*Required action*.
When a line in the entries below contains the word "leaf", copy that line.

==== Entries supplied ====

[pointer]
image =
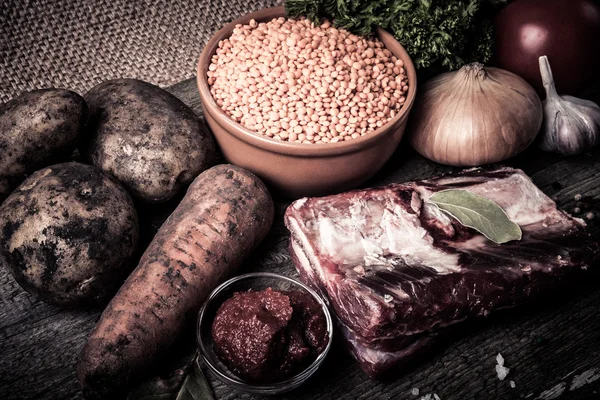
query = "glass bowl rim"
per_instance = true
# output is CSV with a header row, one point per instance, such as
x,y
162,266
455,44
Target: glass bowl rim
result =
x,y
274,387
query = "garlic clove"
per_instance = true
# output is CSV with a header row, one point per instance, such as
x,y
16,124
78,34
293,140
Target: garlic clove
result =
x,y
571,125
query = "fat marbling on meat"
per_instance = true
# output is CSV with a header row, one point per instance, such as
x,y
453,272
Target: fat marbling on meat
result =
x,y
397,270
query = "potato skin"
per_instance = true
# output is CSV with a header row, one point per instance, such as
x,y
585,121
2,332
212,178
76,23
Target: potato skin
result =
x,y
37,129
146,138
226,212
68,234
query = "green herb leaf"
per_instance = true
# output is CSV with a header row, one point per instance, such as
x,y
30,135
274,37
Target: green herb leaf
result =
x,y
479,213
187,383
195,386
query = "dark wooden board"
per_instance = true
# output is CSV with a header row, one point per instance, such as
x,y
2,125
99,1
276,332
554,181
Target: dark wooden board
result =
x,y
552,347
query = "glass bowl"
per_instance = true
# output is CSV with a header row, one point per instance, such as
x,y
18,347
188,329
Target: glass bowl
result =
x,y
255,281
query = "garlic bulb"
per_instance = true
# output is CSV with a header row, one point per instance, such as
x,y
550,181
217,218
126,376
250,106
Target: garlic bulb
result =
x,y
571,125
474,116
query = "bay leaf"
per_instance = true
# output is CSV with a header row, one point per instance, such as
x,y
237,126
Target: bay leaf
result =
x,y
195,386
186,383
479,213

====
==== Entries supplied ====

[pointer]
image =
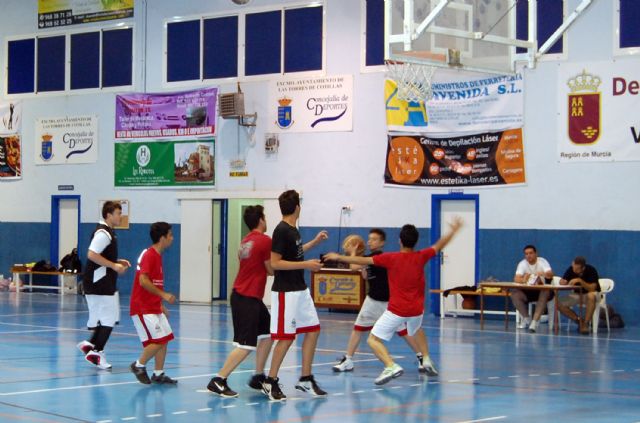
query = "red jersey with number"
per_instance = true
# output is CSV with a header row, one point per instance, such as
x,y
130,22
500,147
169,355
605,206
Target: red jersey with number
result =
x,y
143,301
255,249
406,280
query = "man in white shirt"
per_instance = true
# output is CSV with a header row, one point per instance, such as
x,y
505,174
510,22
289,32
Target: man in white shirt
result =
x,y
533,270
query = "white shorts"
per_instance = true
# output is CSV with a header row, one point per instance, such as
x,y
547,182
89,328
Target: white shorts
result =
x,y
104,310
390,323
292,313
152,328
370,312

====
==== Entries supplied ====

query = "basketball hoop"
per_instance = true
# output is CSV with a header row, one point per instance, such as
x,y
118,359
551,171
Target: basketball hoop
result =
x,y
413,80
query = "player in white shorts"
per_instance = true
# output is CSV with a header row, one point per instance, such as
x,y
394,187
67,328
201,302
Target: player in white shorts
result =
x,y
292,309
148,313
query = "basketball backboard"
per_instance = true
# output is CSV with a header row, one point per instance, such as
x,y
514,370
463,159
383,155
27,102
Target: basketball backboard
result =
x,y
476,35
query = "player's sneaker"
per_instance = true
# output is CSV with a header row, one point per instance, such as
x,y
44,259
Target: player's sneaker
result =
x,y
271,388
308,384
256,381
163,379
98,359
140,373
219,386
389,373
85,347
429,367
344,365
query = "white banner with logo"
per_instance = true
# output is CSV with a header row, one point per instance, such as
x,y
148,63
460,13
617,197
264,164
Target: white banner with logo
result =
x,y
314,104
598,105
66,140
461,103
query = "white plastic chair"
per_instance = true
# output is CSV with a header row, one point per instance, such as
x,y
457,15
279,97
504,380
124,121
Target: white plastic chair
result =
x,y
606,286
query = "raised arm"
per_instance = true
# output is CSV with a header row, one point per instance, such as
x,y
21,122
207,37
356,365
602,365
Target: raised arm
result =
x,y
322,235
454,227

====

*Output below*.
query = "green herb leaf"
Target: green herb leaf
query = "bay leaf"
Target: bay leaf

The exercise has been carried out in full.